> [SHORT EXERCISE]: Can you copy the lines in the items below, from the line with "Exercise. Point to every instance of the lapel" through the end of the items, requests included, and add 99 to each pixel coordinate in the answers? Leave out the pictures.

> [PROVIDED DATA]:
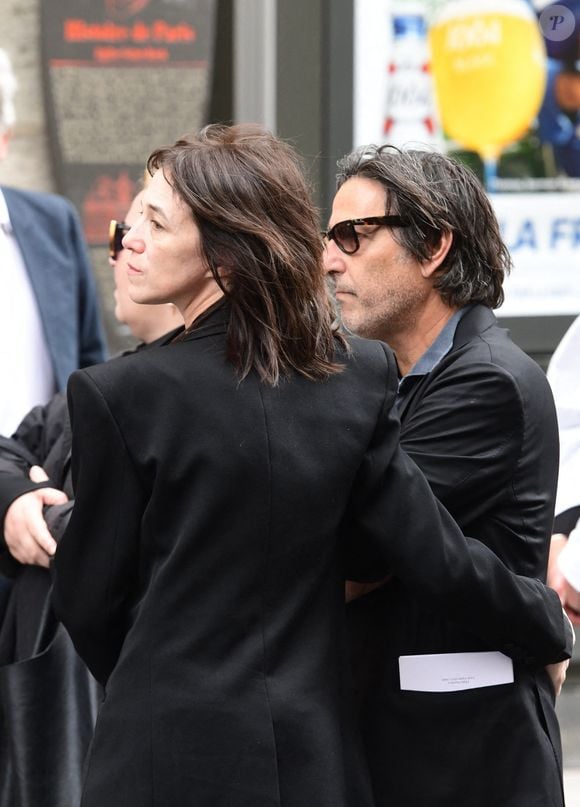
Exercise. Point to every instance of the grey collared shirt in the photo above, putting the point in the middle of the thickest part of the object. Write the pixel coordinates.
(431, 358)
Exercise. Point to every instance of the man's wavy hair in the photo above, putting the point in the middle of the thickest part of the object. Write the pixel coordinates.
(249, 197)
(438, 194)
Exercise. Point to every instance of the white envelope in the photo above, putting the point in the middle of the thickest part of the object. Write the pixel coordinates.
(449, 672)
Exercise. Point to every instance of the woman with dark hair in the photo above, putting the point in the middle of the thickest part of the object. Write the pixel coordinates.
(218, 477)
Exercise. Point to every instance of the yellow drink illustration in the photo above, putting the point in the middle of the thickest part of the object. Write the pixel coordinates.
(488, 63)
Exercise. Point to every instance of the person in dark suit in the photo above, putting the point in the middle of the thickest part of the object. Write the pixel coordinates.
(478, 418)
(49, 311)
(48, 700)
(219, 480)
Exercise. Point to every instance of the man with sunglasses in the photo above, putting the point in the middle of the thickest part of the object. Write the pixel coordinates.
(416, 259)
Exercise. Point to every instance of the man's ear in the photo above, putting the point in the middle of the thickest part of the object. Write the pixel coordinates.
(430, 266)
(4, 138)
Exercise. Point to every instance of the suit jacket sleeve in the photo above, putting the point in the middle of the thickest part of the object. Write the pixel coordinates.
(96, 563)
(17, 454)
(453, 436)
(395, 513)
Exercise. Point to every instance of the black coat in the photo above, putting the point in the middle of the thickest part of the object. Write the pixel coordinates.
(201, 579)
(48, 698)
(482, 427)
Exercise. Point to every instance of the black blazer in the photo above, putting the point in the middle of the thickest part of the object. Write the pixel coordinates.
(482, 427)
(200, 575)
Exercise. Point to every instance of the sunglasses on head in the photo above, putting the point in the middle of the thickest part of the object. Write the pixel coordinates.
(345, 236)
(117, 230)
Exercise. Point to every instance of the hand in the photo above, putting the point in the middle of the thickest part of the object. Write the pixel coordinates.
(352, 590)
(557, 673)
(25, 531)
(569, 597)
(571, 603)
(555, 578)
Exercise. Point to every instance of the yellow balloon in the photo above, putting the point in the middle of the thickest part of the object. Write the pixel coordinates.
(489, 69)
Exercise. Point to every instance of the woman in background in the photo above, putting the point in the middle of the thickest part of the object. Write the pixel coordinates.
(217, 479)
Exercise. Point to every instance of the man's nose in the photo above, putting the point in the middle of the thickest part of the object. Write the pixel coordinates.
(332, 259)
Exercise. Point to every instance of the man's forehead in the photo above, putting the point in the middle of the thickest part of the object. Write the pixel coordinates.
(357, 198)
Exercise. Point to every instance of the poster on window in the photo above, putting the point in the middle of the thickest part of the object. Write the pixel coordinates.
(122, 77)
(495, 83)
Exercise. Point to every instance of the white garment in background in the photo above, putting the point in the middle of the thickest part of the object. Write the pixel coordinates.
(26, 373)
(564, 378)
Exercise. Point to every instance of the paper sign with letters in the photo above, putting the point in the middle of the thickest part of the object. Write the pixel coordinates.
(449, 672)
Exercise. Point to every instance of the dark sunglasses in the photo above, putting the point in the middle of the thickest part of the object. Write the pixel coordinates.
(345, 236)
(117, 231)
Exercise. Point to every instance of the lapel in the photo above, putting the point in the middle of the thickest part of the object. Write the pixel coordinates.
(478, 319)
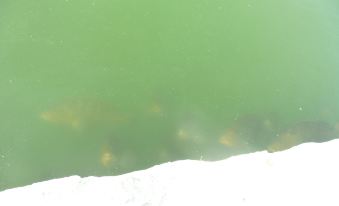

> [COMPLETE ANSWER]:
Exercise. Point to every instance of the lapel in the photo above, putting the point in the middle of the thickest part of the object. Write the pixel coordinates.
(577, 418)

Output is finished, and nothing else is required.